*** DATASET ENTRIES ***

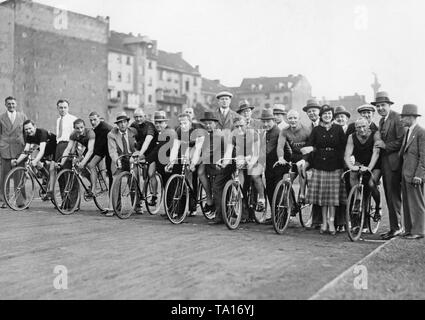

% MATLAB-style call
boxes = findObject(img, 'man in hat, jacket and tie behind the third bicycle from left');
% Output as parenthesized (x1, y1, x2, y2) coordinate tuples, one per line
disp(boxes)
(107, 112, 142, 216)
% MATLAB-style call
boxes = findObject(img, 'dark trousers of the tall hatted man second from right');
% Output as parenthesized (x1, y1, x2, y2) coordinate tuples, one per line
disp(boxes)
(382, 157, 401, 231)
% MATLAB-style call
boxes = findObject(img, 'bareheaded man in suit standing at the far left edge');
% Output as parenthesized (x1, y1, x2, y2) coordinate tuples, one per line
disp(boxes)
(0, 97, 28, 208)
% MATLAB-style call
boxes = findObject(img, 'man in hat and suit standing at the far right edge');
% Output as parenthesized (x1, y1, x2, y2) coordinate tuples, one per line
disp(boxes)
(400, 104, 425, 240)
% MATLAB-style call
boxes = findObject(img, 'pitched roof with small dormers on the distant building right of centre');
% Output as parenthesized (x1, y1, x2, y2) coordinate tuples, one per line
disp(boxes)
(239, 75, 303, 93)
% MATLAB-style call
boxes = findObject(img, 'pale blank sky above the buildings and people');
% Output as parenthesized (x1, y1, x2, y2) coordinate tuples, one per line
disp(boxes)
(35, 0, 425, 114)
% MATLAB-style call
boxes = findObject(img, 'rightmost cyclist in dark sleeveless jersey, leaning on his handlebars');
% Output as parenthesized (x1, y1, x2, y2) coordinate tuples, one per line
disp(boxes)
(344, 118, 381, 217)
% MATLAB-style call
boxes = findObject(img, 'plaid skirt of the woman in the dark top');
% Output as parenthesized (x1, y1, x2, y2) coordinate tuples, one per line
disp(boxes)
(306, 169, 347, 207)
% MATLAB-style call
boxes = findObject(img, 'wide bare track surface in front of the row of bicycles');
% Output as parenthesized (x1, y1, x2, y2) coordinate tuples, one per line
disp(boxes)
(0, 202, 381, 300)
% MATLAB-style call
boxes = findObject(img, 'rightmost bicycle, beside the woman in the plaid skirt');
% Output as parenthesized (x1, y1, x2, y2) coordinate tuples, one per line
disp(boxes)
(342, 169, 381, 242)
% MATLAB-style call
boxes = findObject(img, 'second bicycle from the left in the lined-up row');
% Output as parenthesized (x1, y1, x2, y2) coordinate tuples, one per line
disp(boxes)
(53, 154, 109, 215)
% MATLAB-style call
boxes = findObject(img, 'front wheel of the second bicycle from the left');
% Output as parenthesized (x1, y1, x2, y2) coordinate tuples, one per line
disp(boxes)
(53, 169, 81, 215)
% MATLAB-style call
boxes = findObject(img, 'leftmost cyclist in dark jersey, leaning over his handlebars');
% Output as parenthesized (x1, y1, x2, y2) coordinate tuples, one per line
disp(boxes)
(12, 120, 56, 200)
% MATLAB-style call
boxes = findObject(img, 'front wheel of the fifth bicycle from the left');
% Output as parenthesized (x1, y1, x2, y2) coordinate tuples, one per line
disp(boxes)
(222, 181, 242, 230)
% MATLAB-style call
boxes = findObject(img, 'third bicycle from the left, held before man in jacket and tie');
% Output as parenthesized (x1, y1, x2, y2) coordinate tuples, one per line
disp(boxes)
(111, 155, 164, 219)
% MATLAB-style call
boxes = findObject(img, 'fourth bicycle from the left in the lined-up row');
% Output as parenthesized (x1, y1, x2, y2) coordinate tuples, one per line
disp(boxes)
(164, 157, 215, 224)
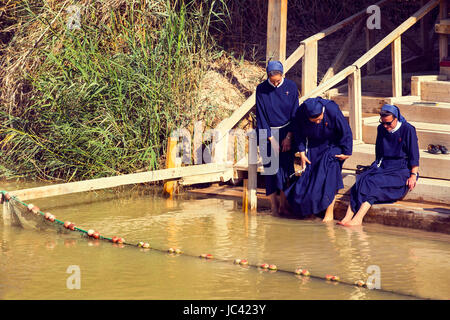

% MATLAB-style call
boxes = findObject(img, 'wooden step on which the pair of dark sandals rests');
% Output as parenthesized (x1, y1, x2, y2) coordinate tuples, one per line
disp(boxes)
(344, 143, 450, 180)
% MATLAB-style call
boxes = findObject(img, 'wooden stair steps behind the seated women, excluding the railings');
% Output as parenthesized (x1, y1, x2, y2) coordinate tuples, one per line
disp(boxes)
(330, 72, 450, 204)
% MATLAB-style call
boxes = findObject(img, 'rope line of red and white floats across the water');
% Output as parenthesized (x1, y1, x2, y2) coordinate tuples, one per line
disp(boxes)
(0, 191, 428, 299)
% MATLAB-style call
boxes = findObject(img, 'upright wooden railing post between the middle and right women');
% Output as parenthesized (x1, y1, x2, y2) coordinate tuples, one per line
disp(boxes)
(348, 69, 363, 142)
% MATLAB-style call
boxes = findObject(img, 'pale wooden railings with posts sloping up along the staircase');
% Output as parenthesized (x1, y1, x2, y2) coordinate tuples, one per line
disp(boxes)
(225, 0, 447, 211)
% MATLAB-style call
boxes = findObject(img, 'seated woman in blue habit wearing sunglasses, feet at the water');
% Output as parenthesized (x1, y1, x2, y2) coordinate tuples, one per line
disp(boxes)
(339, 104, 419, 226)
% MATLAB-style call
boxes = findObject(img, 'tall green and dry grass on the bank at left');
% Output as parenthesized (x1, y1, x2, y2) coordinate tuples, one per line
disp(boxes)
(0, 0, 226, 181)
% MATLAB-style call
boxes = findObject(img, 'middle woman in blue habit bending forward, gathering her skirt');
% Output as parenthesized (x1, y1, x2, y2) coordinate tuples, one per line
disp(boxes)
(285, 97, 353, 222)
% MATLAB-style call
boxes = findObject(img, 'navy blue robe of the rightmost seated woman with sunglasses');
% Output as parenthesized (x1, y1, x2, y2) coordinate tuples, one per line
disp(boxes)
(350, 120, 419, 213)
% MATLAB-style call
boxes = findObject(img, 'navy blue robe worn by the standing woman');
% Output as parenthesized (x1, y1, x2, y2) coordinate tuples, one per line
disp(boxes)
(256, 79, 299, 195)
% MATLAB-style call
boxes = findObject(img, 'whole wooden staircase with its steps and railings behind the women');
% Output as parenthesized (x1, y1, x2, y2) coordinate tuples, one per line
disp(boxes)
(211, 0, 450, 226)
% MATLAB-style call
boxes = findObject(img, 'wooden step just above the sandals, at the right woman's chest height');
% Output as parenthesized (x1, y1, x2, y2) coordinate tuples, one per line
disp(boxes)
(363, 116, 450, 149)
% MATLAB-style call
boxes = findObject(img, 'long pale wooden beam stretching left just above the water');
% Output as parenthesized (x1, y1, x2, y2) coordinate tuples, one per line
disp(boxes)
(9, 163, 228, 201)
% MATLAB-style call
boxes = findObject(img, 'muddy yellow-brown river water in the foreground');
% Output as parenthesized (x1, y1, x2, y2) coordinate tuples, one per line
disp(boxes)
(0, 182, 450, 300)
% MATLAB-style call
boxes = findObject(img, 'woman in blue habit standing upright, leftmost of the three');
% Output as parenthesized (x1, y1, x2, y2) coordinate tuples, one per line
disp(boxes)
(256, 61, 299, 214)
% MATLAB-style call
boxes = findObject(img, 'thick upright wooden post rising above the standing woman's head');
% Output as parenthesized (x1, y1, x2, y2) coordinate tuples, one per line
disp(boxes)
(266, 0, 287, 63)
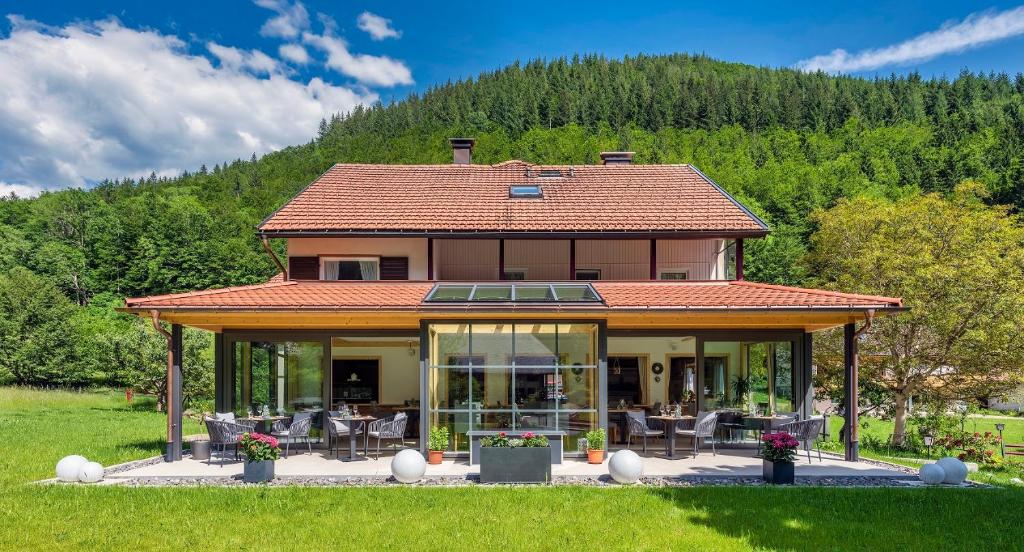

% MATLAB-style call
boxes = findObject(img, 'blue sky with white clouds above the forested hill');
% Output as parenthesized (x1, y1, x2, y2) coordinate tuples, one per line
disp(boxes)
(0, 0, 1024, 194)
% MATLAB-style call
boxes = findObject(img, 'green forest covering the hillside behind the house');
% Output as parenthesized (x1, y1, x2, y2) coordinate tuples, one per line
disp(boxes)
(0, 54, 1024, 396)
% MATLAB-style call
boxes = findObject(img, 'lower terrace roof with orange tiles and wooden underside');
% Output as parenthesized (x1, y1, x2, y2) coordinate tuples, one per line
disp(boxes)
(123, 281, 902, 331)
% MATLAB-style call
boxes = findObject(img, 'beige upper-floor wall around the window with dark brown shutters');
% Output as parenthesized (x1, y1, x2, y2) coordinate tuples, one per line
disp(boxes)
(288, 238, 427, 280)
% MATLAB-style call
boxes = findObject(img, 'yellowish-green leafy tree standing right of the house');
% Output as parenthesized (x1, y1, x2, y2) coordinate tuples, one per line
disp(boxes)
(808, 182, 1024, 443)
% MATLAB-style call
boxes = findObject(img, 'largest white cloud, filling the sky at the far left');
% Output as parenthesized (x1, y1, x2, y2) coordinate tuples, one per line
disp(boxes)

*** End of DATASET ENTRIES ***

● WHAT YOU WILL DO
From the records above, determine how many lines hold "railings" and give only that number.

● WRITTEN RESPONSE
3